= What the task asks =
Copy the records word for word, starting at the line that contains "door --coords pixels" and ending after the line that contains "[[[313,370],[322,354],[322,224],[276,233],[272,371]]]", and omit the pictures from your copy.

= Recorded data =

--------------------------------

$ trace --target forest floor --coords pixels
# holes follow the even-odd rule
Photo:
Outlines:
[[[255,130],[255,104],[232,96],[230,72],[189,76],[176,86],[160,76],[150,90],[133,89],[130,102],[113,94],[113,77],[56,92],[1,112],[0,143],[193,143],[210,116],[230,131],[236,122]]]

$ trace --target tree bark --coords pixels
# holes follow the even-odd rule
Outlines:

--------------------------------

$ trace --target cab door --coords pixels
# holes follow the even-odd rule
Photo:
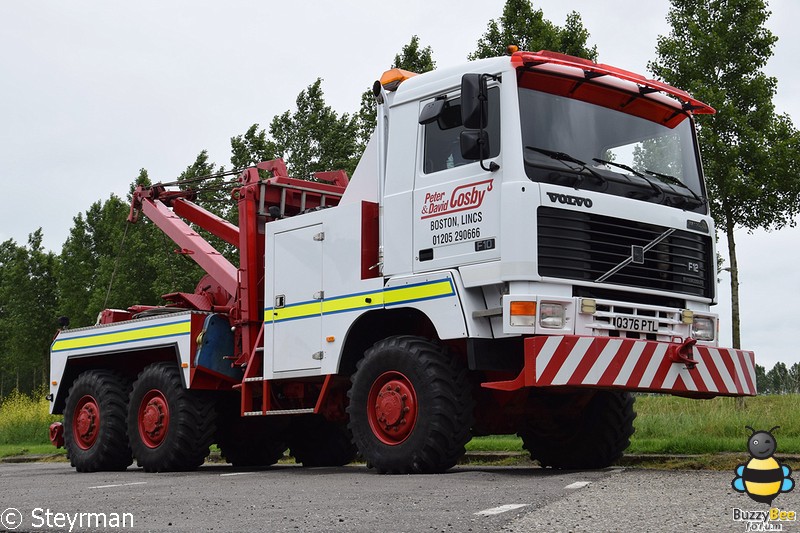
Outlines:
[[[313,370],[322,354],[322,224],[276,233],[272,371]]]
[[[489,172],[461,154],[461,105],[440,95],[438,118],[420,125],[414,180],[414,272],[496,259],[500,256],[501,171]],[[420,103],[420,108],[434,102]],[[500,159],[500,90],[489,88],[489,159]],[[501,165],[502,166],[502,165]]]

--------------------------------

= Solution to the problem =
$ trace --target cab door --coords pixels
# holes follow the even-odd rule
Photo:
Outlines:
[[[313,370],[322,354],[322,224],[276,233],[272,371]]]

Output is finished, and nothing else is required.